Managing that debt as effectively as possible is key to creating a sound financial foundation for you going forward. Follow these steps to be debt-free faster:
1. Figure out how much you owe. While lenders will likely be in touch with you, it’s your responsibility to make sure you know what you owe to whom, and to make sure they know how to find you if you’ve moved. You can locate all your Federal Loan information by logging in to this Department of Education site. There’s no comparable clearinghouse for private loans, but pulling your credit report (for free at annualcreditreport.com) will give you a list.
2. Mark your calendar. Most (but not all) lenders give students a six-month grace period after graduation before payments must begin. Interest may start accruing during that period, however, so if you can start payments earlier it’s a wise idea to do so.
3. Weigh your repayment options. Federal loans offer a variety of repayment options that allow borrowers to tie the amount of their monthly payments to their income. While these programs can help you manage your budget, you’ll ultimately end up paying more in interest over the life of your loan. One exception: Those who work in the public sector for 10 years without missing a payment may be able to have the balance forgiven.
4. Understand deferment and forbearance. If you are legitimately unable to make your loan payments, you may be able to temporarily receive a deferment or forbearance, which allows you to postpone payments without defaulting. Under some circumstances with federal loans, the government will cover your interest, but in most cases interest will continue to accrue.
5. Consider refinancing. Private loans don’t have the same income-based repayment options, but if you’re paying a high rate you may be able to lower it (and your payments) by refinancing or consolidating multiple loans with your current lender or a competitor. You can also refinance federal loans, although you’ll lose the option of enrolling in an income-based plan.
6. Make a budget. You’ll need to make it a priority to pay at least the minimum amount due on your loans each month. That may mean scaling back on other expenses in the short-term, like dining out or purchasing a new car until you start earning more money.
7. Automate your payments. Make sure that you never miss a loan payment by opting in to have your payments automatically deducted from your account. Bonus: Many lenders will shave up to half a point off your rate for enrolling in autopay.
8. Don’t sacrifice other financial goals. Once you’re easily covering the minimum monthly payments on your student loans, it can be tempting to start putting additional money toward the loans to get rid of them as soon as possible. But make sure you’ve got the rest of your financial house in order first, which means paying off any higher-interest debt like credit cards, contributing at least enough toward your retirement savings to get any employer match, and keeping three- to six-months’ worth of expenses in an emergency fund.
9. See if your employer can help. While still a nascent trend, a growing number of employers are providing a workplace benefit that assists students in paying off their college debt. If your company offers this type of help, opt in immediately.
10. Get the tax benefits. The interest you pay on student loans is typically tax-deductible, so be sure to claim that at tax time.

- [Exercise requirements]:
Answer these questions using the student loan text above.
(a) At what website can a credit report be pulled for free?
(b) How long is the grace period that most lenders give students after graduation?
(c) How much will many lenders cut from the rate for enrolling in autopay?

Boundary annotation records
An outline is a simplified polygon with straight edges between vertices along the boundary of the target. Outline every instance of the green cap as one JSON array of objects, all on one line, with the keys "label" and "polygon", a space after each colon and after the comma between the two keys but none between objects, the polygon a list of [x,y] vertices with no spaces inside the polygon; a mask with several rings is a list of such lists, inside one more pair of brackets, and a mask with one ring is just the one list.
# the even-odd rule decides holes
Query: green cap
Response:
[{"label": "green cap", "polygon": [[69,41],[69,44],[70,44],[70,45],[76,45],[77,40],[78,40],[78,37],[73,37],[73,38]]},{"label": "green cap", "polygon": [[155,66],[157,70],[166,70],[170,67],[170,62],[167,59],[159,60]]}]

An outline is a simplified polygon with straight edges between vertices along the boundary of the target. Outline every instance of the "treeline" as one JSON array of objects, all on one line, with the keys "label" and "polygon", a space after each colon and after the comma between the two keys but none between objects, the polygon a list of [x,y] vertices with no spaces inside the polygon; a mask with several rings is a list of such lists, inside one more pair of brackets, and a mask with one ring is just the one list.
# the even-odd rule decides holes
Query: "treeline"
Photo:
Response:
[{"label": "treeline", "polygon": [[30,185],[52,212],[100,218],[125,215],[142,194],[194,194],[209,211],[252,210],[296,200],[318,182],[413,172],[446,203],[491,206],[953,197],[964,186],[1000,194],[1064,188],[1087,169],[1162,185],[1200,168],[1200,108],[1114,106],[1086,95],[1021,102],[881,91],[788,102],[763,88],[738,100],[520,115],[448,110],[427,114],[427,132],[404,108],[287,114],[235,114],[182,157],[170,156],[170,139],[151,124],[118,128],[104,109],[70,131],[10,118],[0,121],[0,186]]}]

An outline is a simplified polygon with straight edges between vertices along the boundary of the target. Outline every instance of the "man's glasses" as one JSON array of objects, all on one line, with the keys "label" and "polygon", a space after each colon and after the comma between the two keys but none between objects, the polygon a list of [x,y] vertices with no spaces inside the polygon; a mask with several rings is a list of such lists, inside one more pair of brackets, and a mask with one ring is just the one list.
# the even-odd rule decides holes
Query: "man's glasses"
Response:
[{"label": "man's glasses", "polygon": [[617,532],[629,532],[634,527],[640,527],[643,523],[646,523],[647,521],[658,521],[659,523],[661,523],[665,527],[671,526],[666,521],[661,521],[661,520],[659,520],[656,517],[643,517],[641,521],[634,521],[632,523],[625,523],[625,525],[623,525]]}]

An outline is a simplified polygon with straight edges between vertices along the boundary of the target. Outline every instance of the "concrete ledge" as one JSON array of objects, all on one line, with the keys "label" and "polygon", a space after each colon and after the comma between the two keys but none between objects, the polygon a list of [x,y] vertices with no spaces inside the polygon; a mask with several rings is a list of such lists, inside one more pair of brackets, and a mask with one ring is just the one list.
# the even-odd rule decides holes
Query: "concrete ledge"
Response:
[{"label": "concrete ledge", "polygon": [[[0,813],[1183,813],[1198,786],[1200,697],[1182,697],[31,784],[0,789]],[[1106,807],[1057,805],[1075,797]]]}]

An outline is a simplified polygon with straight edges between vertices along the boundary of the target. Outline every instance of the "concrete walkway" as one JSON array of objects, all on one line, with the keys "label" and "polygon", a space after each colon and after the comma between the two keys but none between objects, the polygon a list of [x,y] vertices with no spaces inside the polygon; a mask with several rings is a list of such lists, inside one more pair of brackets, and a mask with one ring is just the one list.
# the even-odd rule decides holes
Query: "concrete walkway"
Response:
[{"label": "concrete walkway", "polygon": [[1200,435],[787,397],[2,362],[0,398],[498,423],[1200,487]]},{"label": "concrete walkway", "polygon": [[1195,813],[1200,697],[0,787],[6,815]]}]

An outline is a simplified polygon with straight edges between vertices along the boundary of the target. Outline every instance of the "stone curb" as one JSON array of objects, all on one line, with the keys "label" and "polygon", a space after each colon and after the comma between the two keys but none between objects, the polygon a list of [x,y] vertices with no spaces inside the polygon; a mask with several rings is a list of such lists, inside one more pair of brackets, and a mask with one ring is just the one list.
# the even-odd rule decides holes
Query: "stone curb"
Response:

- [Result for this exercise]:
(a) annualcreditreport.com
(b) Six months
(c) Up to half a point